(Stored data)
╭──

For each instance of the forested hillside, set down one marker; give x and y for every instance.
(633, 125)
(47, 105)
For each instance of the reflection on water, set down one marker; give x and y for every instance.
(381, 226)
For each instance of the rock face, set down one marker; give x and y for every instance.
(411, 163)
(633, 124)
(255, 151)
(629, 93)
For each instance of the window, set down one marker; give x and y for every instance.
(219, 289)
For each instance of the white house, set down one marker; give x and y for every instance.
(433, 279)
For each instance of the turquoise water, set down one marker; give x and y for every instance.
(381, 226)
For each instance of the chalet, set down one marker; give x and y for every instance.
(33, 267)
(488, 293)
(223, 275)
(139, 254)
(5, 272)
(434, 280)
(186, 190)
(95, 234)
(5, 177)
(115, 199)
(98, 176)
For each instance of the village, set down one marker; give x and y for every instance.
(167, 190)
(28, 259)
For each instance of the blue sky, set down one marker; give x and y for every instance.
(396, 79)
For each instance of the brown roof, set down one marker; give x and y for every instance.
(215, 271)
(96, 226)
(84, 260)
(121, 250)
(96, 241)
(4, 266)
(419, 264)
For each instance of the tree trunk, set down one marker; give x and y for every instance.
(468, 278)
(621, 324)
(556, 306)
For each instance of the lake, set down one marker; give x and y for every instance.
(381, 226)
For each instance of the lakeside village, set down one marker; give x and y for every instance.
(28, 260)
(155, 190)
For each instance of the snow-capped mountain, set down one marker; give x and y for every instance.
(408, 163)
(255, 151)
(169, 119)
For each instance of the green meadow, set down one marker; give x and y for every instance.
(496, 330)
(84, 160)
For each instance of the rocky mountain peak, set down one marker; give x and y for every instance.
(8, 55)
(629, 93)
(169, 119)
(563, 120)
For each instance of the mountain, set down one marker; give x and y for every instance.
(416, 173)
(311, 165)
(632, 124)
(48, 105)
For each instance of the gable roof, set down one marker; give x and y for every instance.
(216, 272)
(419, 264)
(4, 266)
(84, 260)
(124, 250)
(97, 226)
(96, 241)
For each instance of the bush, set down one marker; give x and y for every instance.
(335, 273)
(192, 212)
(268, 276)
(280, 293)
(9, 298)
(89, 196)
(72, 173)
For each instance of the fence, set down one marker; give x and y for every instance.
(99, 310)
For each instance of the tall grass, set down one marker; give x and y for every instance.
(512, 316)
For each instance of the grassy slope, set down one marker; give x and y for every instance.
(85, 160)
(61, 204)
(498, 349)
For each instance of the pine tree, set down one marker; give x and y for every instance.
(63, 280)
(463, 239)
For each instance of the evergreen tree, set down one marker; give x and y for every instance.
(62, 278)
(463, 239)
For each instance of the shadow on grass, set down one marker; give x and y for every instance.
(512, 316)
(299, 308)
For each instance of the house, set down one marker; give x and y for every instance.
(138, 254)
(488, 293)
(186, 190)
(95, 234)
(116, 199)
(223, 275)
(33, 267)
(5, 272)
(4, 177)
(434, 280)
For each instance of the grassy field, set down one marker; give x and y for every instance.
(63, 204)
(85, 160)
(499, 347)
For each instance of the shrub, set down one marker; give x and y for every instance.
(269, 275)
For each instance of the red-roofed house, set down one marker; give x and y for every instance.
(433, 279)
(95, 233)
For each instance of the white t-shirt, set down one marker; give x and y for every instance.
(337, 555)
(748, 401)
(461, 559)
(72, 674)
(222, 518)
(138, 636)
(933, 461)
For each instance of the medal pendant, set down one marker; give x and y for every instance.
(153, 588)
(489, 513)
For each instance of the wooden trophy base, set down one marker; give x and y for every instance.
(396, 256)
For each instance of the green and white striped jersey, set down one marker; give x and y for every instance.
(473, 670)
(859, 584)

╰──

_About this exercise_
From the records above, please extract every line and repeat it exactly.

_Response to this exercise_
For each instance of the forested hillside, set down one marker; give x and y for every instance.
(633, 125)
(47, 105)
For each instance of the reflection on water, set down one marker; give x and y for every instance.
(381, 226)
For each instance of the rock face, set down one marker; give x and y for every instance.
(411, 163)
(633, 124)
(255, 151)
(629, 93)
For each instance of the window, set down one marker; give x and y for every instance.
(219, 289)
For each instance of the white house, set down one marker; give x and y for every instance.
(433, 279)
For each instance of the turquoise water, set down one marker; give x and y for every instance.
(381, 226)
For each instance of the chalet, set down one marker; give x and y for every instance.
(33, 267)
(488, 293)
(223, 275)
(139, 254)
(5, 272)
(434, 280)
(186, 190)
(95, 234)
(5, 177)
(115, 199)
(98, 176)
For each instance of the village, set down one marker; give x and y for every instance.
(167, 190)
(28, 259)
For each instance of the blue sky, set down one marker; give x and y for every instance.
(396, 79)
For each instance of the brown roof, set down one marker; give x and y for every instance.
(215, 271)
(96, 226)
(84, 260)
(121, 250)
(96, 241)
(4, 266)
(419, 264)
For each instance of the tree trunk, set down one marker; give x and y for every instance.
(468, 278)
(621, 324)
(556, 306)
For each instance of the lake, set down one marker; give x and y for every instance.
(381, 226)
For each instance of the lakeside village, set down one marker; give x and y for every instance.
(28, 260)
(155, 190)
For each instance of the snow-capped mountain, set down one marker; give x and y for every instance.
(408, 163)
(255, 151)
(169, 119)
For each instance of the green meadow, set down one marker; give x and y for every instance.
(496, 330)
(84, 160)
For each instance of the rocky mountain peak, set down one marker; give x and y for every instance.
(8, 55)
(629, 93)
(169, 119)
(563, 120)
For each instance of the mountain, set down one marker; give x and y for every instance.
(416, 173)
(311, 165)
(632, 124)
(48, 105)
For each instance of the gable roof, set down one marker; give x and y for every instance.
(216, 272)
(419, 264)
(4, 266)
(84, 260)
(124, 250)
(97, 226)
(96, 241)
For each instance of the bush, set down one marker; give x and y for every instance.
(335, 273)
(192, 212)
(268, 276)
(280, 293)
(9, 298)
(89, 196)
(72, 173)
For each instance of the fence, set down one marker; give x and y for every instance.
(99, 310)
For each instance of the tall grass, set down one marker; give x and y for every instance.
(512, 316)
For each instance of the grassy slope, set down one marker; give x and y for every instance.
(85, 160)
(61, 204)
(498, 349)
For each instance of the pine tree, set down one marker; give x and y for every instance.
(63, 280)
(463, 239)
For each instance of the evergreen tree, set down one marker; give x and y for every instance.
(62, 278)
(463, 239)
For each instance of the shadow on grass, set down one marker; give x and y for every instance.
(512, 316)
(299, 308)
For each instance of the house, set down one marker; give x and y for every instance.
(138, 254)
(488, 293)
(186, 190)
(95, 234)
(116, 199)
(223, 275)
(33, 267)
(5, 272)
(4, 177)
(434, 280)
For each instance of the grassy field, set down one marker; give x and y for every instance.
(63, 204)
(85, 160)
(499, 347)
For each instance of the shrub, set down one marker; give x and y for every instance.
(269, 275)
For each instance of the red-roofed house, set down one marker; give x and y for every instance.
(433, 279)
(95, 233)
For each instance of the white t-shirt, set down one marker; give x and y for every instance.
(337, 555)
(748, 401)
(461, 559)
(72, 674)
(222, 518)
(138, 636)
(933, 461)
For each instance of the medal pendant, set down one marker; give x and y for every instance.
(153, 588)
(489, 513)
For each instance of the wooden trophy base, set down one marker; give x and y for every instance.
(396, 256)
For each instance of the green and white striped jersey, set down one marker; give x and y for every instance.
(473, 670)
(859, 584)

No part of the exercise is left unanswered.